Set task: Revise the listing below, replacing "farthest from its edges" with "most distant from its boundary" throughout and leaving everything else unchanged. Omit the pictures from your answer.
** START OF Input **
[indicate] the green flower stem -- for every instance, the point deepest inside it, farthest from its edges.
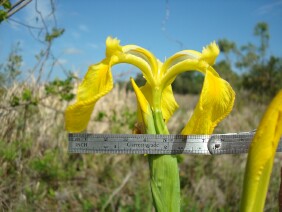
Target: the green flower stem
(164, 174)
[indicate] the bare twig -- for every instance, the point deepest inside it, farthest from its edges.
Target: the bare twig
(24, 24)
(17, 6)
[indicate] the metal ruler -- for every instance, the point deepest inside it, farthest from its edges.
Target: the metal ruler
(231, 143)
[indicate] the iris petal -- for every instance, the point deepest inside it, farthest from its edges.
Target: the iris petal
(168, 102)
(215, 103)
(261, 156)
(97, 82)
(144, 111)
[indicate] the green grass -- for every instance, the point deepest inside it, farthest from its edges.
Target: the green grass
(38, 174)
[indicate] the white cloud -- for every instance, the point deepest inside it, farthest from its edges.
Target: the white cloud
(61, 62)
(83, 28)
(267, 8)
(75, 35)
(93, 45)
(72, 50)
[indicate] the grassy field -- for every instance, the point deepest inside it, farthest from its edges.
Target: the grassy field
(38, 174)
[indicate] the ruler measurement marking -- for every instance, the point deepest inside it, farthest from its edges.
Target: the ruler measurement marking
(231, 143)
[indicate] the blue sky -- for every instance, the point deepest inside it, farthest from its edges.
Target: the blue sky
(163, 27)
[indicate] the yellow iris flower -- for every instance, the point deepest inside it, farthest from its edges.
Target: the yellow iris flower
(156, 104)
(216, 100)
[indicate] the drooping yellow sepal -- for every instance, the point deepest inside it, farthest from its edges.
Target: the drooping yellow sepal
(215, 103)
(97, 82)
(261, 156)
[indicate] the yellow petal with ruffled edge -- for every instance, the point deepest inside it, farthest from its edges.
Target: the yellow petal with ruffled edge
(97, 82)
(190, 60)
(135, 55)
(215, 103)
(145, 115)
(168, 102)
(261, 155)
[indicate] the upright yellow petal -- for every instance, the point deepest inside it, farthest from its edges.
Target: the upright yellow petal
(97, 82)
(144, 111)
(215, 103)
(261, 156)
(168, 102)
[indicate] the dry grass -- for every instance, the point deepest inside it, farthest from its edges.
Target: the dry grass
(37, 173)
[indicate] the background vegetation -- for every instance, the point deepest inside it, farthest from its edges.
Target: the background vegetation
(38, 174)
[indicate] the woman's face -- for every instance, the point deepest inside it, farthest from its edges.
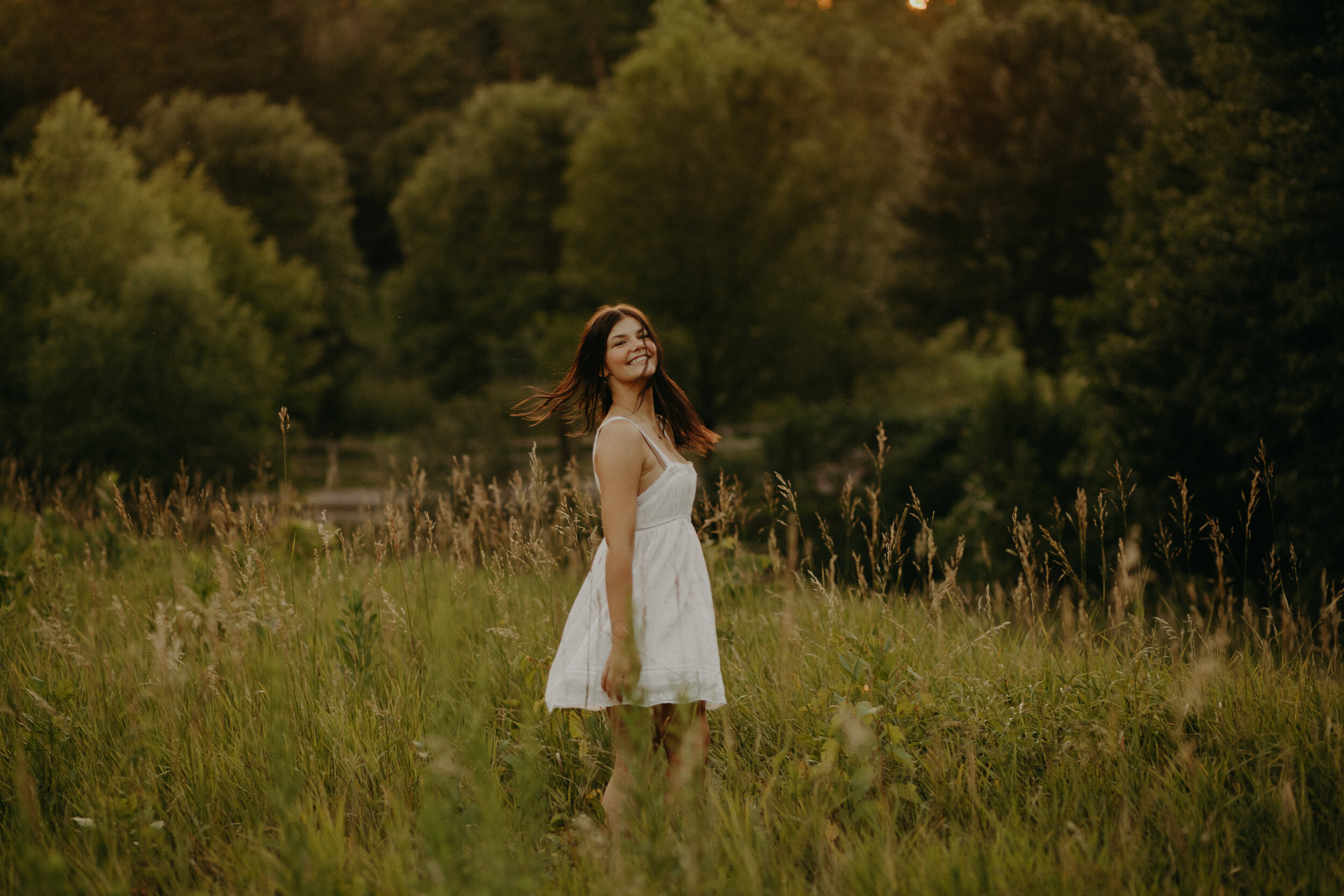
** END OF Input **
Complete response:
[indicate] the green flower stem -- for every instance, the point deepest inside it, most distant from its boundary.
Target: the green flower stem
(164, 174)
[indicate] the bare twig -- for every instance, the point deepest inside it, most distant from its boundary.
Target: the bare twig
(24, 24)
(17, 6)
[indicate] the metal ruler -- for every instance, the point deepest inside it, most distant from its boundary.
Target: the metal ruler
(231, 143)
[indicate] the iris petal -- for every instance, the point deepest inside it, most distant from its boundary.
Target: the iris petal
(168, 102)
(215, 103)
(261, 156)
(97, 82)
(144, 111)
[indicate] the green grass -- for every instance, the point deepest inside it, most distant from its boundary.
Target: the green grass
(38, 174)
[indicate] the white cloud -- for every instance, the point deepest inside it, most distant from its boundary.
Target: the white cloud
(61, 62)
(83, 28)
(267, 8)
(75, 35)
(93, 45)
(72, 50)
[indicate] the grassy field -- for every instance, the point deepest inside it, most distant from its boundary.
Target: the grassy field
(38, 174)
[indicate] the ruler measurement marking -- for every instance, the point deepest inside it, most distant from its boundary.
Target: the ruler measurement marking
(231, 143)
[indicate] the blue sky -- for every instance, the point deepest inside it, most distant from its boundary.
Target: the blue sky
(163, 27)
[indicate] the yellow iris flower -- for every instance, the point deepest inside it, most distant from its boundary.
Target: the yellow iris flower
(156, 104)
(216, 100)
[indicate] the drooping yellow sepal -- for every instance, the point deepest inside it, most distant from its boundary.
Target: the drooping yellow sepal
(215, 103)
(97, 82)
(261, 156)
[indicate] the yellow petal with ruffled edge -- for every instance, the point deepest inside it, most distant from its boundary.
Target: the yellow petal with ruffled edge
(97, 82)
(190, 60)
(135, 55)
(215, 103)
(145, 115)
(168, 102)
(261, 155)
[indicate] the upright yellow petal -- for every instance, the point deepest inside it, most distant from its boundary.
Target: the upright yellow petal
(97, 82)
(144, 111)
(215, 103)
(261, 156)
(168, 102)
[indicate] the dry grass -- for every instance, the point deepest inside it, most distant from its boundary.
Target: the dry grass
(37, 173)
[indicate] the background vegetation -- for every instance, the point deepest inside it, most distant from its boundary.
Target: the background vegetation
(38, 174)
[indicate] the woman's face -- for every instance, the point deepest inside it, most distant from its boundary.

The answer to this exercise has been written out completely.